• **TEXT FOR ANALYSIS**
----------

We use counties as the unit of analysis. Counties are appropriate because they have historically stable boundaries and they are a basic unit for reporting fertility, mortality, and census data. There are 3,141 counties or county equivalents in the United States. Because of difficulties with boundary changes and historical data in Alaska and Hawaii, we limit our analysis to the continental United States.

Counties are classified by metropolitan status using data from the U.S. Office of Management and Budget. We use a consistent 2013 definition of “metropolitan” and “nonmetropolitan” throughout our analyses. As a result, several hundred counties that would have been classified as nonmetropolitan under previous Office of Management and Budget definitions are included in the metropolitan universe reported here. This highly selective reclassification process has, over the course of several decades, removed many fast‐growing counties from the universe of nonmetropolitan counties and reclassified them as metropolitan. Nonmetropolitan counties are further disaggregated by whether they are adjacent or nonadjacent to metropolitan counties using the 2013 rural‐urban continuum code and by the rural county typology developed by the USDA’s Economic Research Service ([ 7]). We use the terms “nonmetropolitan” and “rural” interchangeably in this article, as we do the terms “metropolitan” and “urban.”

----------

• **ACTIVITIES**
a – According to the passage on county-level analysis, how many counties or county equivalents are there in the United States?
b – Which kinds of data does the passage on county-level analysis say counties are a basic unit for reporting?
The material that comes next has no connection to the passage on county-level analysis.

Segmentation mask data
----------

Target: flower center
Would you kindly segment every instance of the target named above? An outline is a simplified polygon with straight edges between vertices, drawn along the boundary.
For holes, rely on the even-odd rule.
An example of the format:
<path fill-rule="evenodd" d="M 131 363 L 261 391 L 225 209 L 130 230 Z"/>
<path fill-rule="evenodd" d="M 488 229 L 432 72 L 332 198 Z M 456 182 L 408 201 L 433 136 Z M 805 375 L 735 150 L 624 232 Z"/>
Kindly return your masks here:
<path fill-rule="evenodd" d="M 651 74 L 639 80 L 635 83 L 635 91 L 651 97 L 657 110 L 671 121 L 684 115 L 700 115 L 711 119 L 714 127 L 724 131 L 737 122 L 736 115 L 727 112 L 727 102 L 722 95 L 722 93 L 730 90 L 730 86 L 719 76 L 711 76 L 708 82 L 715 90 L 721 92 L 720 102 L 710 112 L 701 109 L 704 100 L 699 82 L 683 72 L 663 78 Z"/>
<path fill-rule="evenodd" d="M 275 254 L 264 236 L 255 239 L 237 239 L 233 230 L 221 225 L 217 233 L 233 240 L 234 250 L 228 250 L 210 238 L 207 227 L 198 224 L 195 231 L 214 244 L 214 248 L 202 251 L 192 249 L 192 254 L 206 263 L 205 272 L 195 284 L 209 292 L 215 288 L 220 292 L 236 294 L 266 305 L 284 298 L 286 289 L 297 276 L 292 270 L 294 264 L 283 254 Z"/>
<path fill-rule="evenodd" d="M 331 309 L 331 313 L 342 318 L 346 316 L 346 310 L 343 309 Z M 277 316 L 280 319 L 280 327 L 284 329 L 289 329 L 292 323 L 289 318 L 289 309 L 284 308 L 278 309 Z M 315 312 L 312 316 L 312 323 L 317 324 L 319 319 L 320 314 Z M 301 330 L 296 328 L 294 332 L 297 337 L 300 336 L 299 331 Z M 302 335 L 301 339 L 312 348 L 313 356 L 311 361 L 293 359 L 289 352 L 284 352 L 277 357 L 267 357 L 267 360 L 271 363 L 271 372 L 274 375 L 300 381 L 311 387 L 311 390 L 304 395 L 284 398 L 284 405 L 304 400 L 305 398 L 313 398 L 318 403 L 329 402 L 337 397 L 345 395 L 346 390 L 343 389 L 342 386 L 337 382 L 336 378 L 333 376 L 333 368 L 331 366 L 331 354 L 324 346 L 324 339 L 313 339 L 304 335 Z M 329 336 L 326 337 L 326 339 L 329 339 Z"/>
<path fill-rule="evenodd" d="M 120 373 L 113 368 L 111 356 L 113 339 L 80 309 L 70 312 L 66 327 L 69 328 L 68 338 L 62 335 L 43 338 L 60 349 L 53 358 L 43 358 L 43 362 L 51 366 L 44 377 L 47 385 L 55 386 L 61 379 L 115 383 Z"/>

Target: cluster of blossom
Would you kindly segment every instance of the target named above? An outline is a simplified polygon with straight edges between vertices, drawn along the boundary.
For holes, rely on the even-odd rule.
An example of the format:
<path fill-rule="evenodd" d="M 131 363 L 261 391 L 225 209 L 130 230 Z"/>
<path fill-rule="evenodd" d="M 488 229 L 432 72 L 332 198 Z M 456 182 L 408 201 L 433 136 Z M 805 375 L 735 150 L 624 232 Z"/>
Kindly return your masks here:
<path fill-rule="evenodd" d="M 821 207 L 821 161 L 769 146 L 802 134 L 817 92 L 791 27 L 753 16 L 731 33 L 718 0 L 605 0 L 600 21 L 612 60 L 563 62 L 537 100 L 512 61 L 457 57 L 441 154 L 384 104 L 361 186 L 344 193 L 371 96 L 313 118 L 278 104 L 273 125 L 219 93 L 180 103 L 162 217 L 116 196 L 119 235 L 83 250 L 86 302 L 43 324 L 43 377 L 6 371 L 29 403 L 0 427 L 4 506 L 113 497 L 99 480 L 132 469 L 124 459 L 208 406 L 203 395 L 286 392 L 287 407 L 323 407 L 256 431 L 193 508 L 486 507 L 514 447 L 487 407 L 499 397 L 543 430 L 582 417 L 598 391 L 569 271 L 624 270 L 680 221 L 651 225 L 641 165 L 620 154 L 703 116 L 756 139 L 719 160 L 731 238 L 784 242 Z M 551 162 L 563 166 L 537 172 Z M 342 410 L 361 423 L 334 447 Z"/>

----------

• **RESPONSES TO THE EXERCISE**
a – 3,141

b – Fertility, mortality, and census data.